__DATA TO USE__.

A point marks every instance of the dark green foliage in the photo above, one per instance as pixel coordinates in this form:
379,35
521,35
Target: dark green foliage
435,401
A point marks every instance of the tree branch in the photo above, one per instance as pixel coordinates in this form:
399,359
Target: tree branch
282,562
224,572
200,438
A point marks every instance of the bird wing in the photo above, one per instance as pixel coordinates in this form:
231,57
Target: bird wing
* * *
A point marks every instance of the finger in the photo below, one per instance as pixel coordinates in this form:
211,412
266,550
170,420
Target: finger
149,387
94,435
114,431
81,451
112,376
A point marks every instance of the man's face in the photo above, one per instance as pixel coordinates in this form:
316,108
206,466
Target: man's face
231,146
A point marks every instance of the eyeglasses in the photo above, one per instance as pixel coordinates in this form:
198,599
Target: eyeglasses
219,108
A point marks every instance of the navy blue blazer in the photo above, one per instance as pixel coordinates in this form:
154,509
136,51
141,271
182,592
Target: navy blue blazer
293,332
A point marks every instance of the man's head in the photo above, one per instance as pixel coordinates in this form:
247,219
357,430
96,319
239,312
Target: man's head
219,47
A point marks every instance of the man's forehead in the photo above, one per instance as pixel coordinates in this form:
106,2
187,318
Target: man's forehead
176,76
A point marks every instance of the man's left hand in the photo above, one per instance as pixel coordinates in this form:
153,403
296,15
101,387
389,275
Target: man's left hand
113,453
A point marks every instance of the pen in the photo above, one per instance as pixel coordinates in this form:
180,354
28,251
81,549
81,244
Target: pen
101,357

__INSTRUCTIONS FOR THE TASK__.
Report the lines above that have the word "bird" in them.

__RESPONSE BOX__.
A point marks every instance of the bird wing in the photo above, one per instance as pixel coordinates in this form:
Target: bird wing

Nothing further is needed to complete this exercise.